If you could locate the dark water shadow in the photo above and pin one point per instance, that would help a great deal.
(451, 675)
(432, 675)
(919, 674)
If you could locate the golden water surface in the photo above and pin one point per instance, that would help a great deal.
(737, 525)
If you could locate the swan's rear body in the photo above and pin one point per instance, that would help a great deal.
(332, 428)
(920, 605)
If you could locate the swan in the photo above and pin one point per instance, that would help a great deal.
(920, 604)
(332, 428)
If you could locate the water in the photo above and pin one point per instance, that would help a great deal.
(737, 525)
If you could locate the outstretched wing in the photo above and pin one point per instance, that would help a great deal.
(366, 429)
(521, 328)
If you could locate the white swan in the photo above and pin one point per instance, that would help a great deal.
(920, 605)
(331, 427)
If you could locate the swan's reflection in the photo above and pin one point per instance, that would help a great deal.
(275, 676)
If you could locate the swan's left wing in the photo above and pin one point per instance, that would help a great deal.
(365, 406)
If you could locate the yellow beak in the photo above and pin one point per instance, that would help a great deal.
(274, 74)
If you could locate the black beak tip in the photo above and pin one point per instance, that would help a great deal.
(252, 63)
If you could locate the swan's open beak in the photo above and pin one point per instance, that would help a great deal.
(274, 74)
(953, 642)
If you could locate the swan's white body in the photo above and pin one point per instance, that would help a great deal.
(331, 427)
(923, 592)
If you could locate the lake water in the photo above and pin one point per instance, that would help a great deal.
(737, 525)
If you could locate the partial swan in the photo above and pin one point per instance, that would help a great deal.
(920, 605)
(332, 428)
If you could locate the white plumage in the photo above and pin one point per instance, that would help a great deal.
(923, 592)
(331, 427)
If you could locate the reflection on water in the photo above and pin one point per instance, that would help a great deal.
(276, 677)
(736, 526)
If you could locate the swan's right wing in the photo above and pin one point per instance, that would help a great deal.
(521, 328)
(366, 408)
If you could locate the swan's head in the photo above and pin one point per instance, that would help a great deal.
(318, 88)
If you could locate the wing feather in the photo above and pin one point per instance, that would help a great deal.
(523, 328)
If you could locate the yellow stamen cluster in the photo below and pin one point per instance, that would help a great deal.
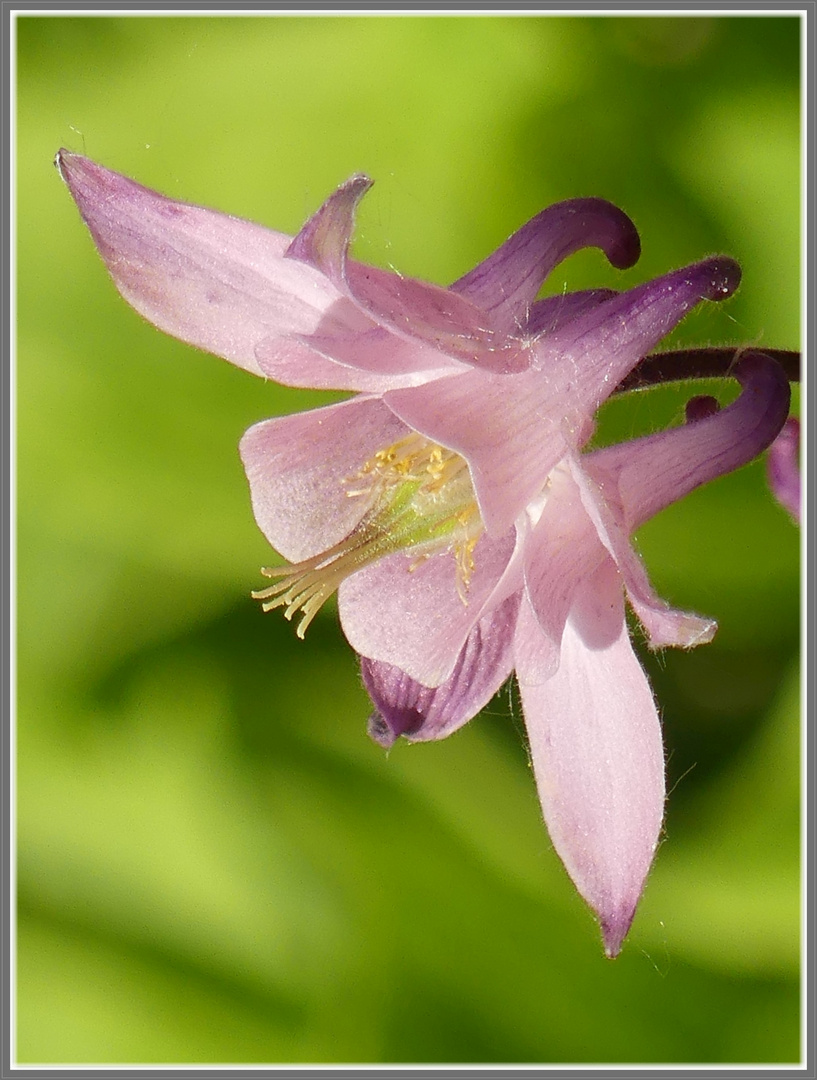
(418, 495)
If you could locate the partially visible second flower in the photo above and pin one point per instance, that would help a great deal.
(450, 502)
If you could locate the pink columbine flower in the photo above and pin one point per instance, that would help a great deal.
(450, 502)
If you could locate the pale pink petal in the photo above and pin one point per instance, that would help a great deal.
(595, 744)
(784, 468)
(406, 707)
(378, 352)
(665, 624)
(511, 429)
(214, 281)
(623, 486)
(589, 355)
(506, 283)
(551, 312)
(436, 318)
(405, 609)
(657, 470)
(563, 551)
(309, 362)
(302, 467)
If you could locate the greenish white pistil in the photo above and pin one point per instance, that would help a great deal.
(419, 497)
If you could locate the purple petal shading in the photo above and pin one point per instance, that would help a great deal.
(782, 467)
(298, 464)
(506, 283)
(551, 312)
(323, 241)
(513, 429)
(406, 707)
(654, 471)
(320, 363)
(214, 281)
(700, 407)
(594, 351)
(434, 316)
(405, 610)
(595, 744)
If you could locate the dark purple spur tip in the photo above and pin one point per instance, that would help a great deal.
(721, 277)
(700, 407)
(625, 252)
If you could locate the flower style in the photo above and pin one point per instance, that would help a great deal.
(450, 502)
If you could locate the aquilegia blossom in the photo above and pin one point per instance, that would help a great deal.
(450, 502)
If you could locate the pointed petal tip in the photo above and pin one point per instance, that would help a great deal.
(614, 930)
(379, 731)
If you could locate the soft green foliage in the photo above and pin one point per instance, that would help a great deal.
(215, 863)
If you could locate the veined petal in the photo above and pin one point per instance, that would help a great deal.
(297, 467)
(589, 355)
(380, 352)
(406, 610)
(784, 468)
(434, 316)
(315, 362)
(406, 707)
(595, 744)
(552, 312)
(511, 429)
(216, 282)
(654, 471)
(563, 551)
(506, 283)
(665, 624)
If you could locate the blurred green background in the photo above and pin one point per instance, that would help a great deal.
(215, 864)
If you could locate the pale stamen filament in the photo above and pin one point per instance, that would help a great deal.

—————

= Exercise prompt =
Substitute "that would be much appreciated" for "that would help a great deal" throughout the records above, and give them again with all else unchanged. Leave the pictures out of your answer.

= Answer =
If you could locate the dark water shadow in the photo above and pin one point per instance, that would be much appreciated.
(451, 675)
(432, 675)
(919, 674)
If you could locate the golden water surface in the photo above and pin one point per instance, that would be much appreciated.
(737, 525)
If you could locate the swan's rear body in the photo above and pin one point per instance, that would be much appreciated.
(332, 428)
(920, 605)
If you could locate the swan in the photo above and pin one point per instance, that would be much appreciated.
(920, 604)
(332, 428)
If you could locate the water in the photo above and pin one point per instance, that would be much appreciated.
(737, 525)
If you could locate the outstretched wing in the photo above and pin one point per instance, that would be much appreciated.
(366, 429)
(521, 328)
If you could locate the white swan in the photo above and pin one point per instance, that would be much appreciated.
(920, 605)
(331, 427)
If you could locate the swan's reflection in the photo above and pin one point per instance, that would be much appreciated.
(275, 676)
If you could locate the swan's left wing in the photo above and pin one point per instance, that would be much appreciated.
(365, 406)
If you could locate the yellow beak in the photo above and pin one point per instance, that would be much appreciated.
(274, 74)
If you could locate the black beak tip in the photo above and pin one point per instance, that would be much appreciated.
(252, 63)
If you could locate the swan's open beak in the photo above and pin one point per instance, that would be much appreciated.
(274, 74)
(953, 642)
If you could locate the swan's white body in the photo above and pin one point per instance, that would be much appreciated.
(331, 427)
(923, 592)
If you could locate the lake water in the photo above and pin one point per instance, that would be much appreciated.
(737, 525)
If you could locate the partial swan in the photo above and pin one point per instance, that would be much appreciated.
(920, 605)
(332, 428)
If you could locate the white plumage in the photo above and pin one point per instance, that would be much appreciated.
(923, 592)
(331, 427)
If you could locate the reflection on water in the photo above and pin one point per instance, that would be much appreciated.
(276, 677)
(736, 526)
If you could locate the swan's right wing in the photo above and pin one point per instance, that would be much appreciated.
(521, 328)
(366, 408)
If you could locate the swan's head in the photo above and pin one point per instance, that would be much appreciated.
(318, 88)
If you could locate the wing feather in the photo above and pin one point per instance, that would be much appreciated.
(523, 328)
If you could locate the yellow stamen cluster in the photo below and pin one point per instance, that would be much appreciated.
(418, 495)
If you could locate the partially visible second flower in the photo above and pin one point per instance, that would be much appreciated.
(450, 502)
If you could locate the pink columbine flower in the photo above and pin one point per instance, that would be much appreciated.
(450, 502)
If you could locate the pale pink petal in the photo above and pin one point per instance, that would be much appreciated.
(595, 744)
(784, 468)
(406, 707)
(378, 352)
(665, 624)
(511, 429)
(214, 281)
(623, 486)
(589, 355)
(506, 283)
(551, 312)
(436, 318)
(405, 609)
(657, 470)
(563, 551)
(309, 362)
(302, 467)
If you could locate the greenish white pistil in the photo above and pin one point per instance, that would be much appreciated.
(419, 497)
If you could locate the purple petal shading in the photo above and pin one point per instance, that would be much appreciated.
(782, 467)
(298, 464)
(506, 283)
(551, 312)
(323, 241)
(513, 429)
(406, 707)
(654, 471)
(320, 363)
(214, 281)
(700, 407)
(594, 351)
(434, 316)
(405, 610)
(595, 744)
If you could locate the dark purple spur tip in the photo above and pin one point per instance, that would be much appreciated.
(721, 277)
(700, 407)
(625, 252)
If you could locate the flower style in the photo above and pin one point per instance, that would be much appreciated.
(450, 502)
If you could locate the aquilegia blossom in the photo above and pin one point per instance, that would be much appreciated.
(450, 502)
If you could locate the pointed petal tip in the photo above and pin one point per instance, that would be much appreciated.
(614, 930)
(379, 731)
If you could locate the soft green foliage in the photo above and pin one point per instance, that would be much appreciated.
(215, 863)
If you could locate the veined petal in the photo above and pin one point per instance, that would be much appreciated.
(297, 467)
(589, 355)
(380, 352)
(406, 610)
(784, 468)
(434, 316)
(315, 362)
(406, 707)
(595, 744)
(552, 312)
(511, 429)
(216, 282)
(654, 471)
(563, 551)
(506, 283)
(665, 624)
If you could locate the blurred green background in the photo above and pin one point per instance, that would be much appreciated.
(215, 864)
If you could locate the pale stamen filament in the photo above and pin one point per instance, that would be much appreciated.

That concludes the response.